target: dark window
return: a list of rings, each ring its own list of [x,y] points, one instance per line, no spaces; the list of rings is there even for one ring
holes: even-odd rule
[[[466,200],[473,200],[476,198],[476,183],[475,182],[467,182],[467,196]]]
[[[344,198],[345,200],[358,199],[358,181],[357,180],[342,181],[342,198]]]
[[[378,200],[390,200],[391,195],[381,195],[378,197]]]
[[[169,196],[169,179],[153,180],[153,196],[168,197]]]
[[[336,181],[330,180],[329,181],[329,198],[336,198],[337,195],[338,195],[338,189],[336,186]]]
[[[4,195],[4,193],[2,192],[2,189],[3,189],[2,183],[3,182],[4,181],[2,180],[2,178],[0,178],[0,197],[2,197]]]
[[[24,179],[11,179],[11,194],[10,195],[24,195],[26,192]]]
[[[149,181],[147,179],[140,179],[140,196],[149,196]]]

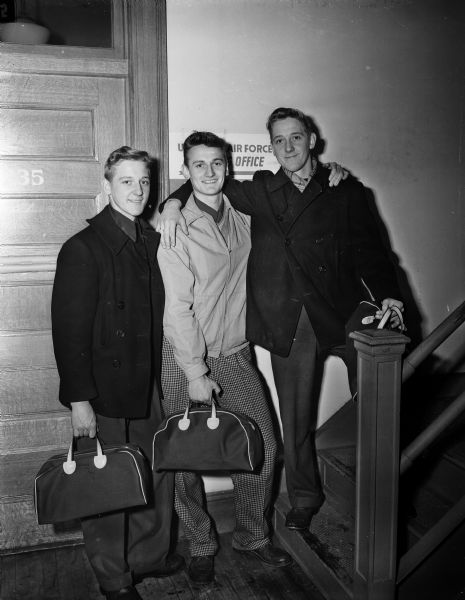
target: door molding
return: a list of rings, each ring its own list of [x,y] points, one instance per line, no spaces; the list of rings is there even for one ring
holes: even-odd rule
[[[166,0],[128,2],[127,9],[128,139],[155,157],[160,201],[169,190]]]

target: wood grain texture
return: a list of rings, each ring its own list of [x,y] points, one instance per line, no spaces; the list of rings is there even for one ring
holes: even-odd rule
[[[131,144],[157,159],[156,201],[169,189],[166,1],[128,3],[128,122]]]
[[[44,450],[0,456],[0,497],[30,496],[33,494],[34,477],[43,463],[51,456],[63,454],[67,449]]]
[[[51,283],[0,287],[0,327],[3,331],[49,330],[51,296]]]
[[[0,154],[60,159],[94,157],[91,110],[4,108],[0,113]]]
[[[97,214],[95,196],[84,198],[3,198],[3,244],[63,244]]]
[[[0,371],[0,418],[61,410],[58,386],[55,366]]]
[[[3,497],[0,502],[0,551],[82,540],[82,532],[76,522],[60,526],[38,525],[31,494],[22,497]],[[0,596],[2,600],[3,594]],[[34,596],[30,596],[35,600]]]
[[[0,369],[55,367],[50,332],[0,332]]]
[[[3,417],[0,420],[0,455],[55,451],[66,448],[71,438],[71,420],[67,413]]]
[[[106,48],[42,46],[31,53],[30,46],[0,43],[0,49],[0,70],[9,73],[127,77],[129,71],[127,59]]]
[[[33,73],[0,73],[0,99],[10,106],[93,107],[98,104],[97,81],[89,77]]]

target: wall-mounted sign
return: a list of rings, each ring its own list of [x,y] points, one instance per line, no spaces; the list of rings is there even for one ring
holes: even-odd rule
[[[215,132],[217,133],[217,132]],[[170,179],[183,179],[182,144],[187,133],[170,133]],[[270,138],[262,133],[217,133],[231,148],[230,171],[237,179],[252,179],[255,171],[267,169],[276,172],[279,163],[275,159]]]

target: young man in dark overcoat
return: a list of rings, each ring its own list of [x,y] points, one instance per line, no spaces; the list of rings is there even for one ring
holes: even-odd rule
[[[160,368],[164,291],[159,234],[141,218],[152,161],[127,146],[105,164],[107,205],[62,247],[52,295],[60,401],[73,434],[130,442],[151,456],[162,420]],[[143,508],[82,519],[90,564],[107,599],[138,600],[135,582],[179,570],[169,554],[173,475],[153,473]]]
== == ==
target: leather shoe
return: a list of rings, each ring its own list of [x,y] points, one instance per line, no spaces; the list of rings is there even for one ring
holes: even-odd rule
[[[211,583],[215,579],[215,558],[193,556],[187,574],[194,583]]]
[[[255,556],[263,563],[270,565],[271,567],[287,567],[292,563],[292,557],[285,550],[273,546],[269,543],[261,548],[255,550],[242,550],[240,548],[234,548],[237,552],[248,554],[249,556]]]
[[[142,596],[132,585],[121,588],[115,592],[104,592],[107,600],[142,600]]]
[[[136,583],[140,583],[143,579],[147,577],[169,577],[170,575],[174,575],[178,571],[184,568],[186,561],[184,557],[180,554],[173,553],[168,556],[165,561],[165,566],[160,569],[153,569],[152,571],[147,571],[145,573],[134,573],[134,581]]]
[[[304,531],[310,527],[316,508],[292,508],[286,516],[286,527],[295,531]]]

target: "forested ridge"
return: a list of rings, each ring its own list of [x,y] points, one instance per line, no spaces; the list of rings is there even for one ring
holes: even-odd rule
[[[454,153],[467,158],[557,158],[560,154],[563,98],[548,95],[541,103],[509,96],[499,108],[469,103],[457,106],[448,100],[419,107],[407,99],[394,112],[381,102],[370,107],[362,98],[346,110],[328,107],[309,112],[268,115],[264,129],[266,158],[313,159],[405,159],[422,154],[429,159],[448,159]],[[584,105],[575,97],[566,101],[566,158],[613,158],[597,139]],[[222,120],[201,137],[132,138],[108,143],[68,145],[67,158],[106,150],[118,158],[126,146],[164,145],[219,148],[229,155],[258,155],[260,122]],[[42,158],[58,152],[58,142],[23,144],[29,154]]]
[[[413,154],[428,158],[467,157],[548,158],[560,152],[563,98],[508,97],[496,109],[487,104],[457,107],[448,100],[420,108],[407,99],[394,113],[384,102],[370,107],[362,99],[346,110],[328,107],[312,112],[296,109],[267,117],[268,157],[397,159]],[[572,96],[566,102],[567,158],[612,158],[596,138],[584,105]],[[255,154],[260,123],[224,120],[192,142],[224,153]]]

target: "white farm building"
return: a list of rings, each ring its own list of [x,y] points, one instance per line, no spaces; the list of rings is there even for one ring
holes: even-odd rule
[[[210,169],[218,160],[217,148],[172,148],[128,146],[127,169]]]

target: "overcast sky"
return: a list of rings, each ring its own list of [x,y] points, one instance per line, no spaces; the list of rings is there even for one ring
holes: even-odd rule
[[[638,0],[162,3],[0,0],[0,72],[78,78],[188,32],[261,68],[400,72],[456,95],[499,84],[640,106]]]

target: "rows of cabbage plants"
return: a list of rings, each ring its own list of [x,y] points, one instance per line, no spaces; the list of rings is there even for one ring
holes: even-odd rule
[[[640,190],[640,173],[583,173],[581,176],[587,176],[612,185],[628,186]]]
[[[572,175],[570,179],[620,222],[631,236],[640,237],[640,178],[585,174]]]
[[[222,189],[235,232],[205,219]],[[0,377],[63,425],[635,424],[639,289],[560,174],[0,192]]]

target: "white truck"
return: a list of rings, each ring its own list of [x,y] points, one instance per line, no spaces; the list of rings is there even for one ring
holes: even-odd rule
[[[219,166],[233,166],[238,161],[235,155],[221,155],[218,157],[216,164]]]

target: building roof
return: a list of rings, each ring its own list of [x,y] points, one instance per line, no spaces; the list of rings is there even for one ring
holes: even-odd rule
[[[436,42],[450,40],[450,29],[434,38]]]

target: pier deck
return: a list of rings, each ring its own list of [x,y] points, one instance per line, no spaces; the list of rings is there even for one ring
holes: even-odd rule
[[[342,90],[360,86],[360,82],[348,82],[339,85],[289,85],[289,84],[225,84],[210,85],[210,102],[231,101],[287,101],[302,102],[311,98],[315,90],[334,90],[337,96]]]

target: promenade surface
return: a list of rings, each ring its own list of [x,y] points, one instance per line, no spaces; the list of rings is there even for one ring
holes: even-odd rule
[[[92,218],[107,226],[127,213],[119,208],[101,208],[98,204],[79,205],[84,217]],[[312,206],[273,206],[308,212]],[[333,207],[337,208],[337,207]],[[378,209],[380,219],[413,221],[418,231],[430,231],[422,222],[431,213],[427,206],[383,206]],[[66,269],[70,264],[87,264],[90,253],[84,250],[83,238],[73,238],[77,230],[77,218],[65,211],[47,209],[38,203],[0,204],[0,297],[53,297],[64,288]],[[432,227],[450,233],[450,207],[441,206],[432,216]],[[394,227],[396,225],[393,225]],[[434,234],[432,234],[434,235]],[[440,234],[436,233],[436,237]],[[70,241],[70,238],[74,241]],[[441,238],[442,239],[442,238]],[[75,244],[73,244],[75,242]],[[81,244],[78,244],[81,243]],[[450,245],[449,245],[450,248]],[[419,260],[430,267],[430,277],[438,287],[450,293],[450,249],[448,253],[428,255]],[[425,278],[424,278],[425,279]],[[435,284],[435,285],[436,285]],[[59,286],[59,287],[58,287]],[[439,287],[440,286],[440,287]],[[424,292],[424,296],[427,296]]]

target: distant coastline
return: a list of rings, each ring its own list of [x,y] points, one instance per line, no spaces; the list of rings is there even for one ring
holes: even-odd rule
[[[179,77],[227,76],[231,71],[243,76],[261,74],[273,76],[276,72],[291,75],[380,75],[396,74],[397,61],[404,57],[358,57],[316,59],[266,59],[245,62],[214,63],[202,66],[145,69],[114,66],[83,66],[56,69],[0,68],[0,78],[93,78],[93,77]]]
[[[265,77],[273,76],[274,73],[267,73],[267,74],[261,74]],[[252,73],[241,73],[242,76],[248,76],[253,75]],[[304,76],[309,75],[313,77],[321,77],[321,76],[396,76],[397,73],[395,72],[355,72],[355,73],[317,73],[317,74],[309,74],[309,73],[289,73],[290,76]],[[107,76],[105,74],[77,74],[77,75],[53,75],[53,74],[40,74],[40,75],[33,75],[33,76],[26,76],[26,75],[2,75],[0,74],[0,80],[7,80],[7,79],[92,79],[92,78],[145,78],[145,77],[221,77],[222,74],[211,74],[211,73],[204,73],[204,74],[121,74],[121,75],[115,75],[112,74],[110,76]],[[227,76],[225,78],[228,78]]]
== == ==
TASK INSTRUCTIONS: Pull out every line above that holds the word "building".

ANSWER TO THIS PROBLEM:
target: "white farm building"
target: building roof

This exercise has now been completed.